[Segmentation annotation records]
## START

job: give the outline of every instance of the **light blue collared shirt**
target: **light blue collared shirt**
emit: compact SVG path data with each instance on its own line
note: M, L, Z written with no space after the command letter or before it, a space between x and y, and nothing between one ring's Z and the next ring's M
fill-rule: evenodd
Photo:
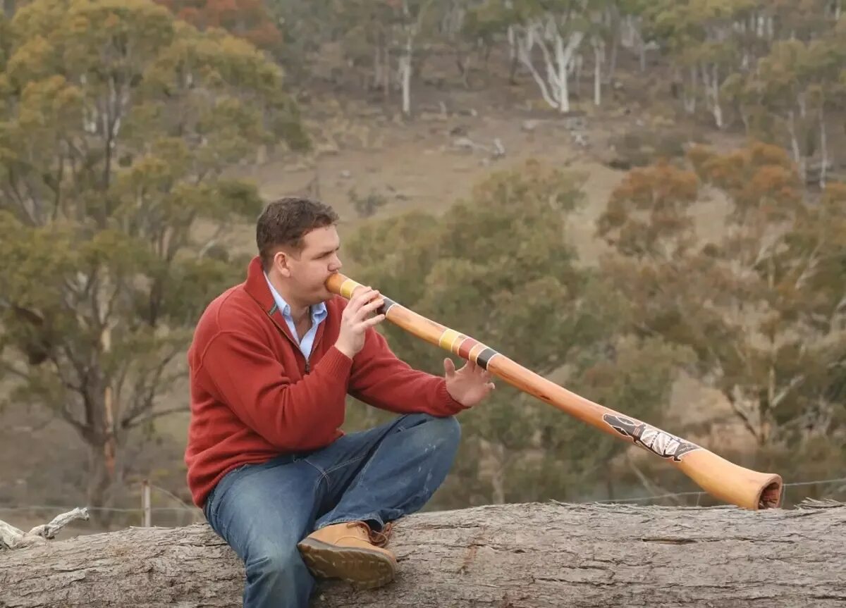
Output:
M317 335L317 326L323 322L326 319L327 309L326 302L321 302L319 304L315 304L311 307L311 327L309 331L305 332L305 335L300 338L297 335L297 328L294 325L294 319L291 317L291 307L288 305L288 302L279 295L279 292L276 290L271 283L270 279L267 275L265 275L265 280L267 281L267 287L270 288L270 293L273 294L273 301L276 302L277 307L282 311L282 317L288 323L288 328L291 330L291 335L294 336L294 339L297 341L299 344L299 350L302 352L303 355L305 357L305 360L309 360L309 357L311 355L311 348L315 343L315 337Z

## END
## START

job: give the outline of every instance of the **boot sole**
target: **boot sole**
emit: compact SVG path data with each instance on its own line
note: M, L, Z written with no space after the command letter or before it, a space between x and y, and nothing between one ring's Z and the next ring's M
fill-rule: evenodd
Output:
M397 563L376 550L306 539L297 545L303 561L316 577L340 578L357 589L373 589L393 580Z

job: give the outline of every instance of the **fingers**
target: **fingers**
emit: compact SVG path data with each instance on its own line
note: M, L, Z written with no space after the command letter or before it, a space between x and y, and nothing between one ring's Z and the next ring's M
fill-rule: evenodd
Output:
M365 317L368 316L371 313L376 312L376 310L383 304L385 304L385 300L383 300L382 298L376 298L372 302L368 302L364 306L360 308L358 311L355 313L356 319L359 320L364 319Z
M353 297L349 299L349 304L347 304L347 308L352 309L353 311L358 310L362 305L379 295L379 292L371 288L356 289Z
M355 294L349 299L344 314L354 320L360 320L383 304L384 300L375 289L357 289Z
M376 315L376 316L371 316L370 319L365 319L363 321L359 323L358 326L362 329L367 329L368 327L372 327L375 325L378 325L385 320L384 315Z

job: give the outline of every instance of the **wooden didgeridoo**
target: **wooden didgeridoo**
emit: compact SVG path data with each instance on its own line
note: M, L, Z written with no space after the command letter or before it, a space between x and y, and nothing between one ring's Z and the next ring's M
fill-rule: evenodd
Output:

## END
## START

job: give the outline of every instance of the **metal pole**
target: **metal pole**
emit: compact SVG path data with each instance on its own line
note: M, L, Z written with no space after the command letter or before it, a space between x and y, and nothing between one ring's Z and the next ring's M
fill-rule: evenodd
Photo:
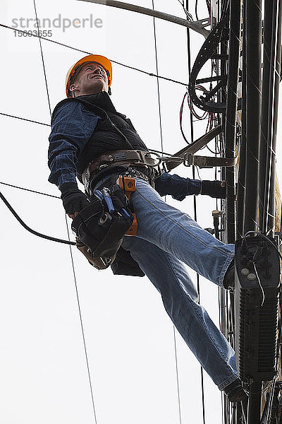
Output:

## END

- DIRECTIVE
Can you turn the lines starting at the one containing "job: give the outline of every instance of the **fingers**" and ending at the one containing "M353 297L349 299L349", both included, into a numbered list with any blank lines left out?

- SOLUTION
1. job: give the outline of every instance of the **fingers**
2. target: **fingers**
3. emit: compact SVG path data with each instance on its own line
4. note: M, L, Z written with no space after the command letter or before it, a space between x and y, and nothing between one ring's Z and the next ring's M
5. fill-rule: evenodd
6. Output:
7. M365 317L368 316L371 313L376 312L376 310L383 304L385 304L385 300L383 300L382 298L376 298L372 302L368 302L364 306L360 308L358 311L355 313L356 319L359 320L364 319Z
8. M353 297L349 299L349 304L347 304L347 308L352 309L353 311L358 310L362 305L379 295L379 292L371 288L356 289Z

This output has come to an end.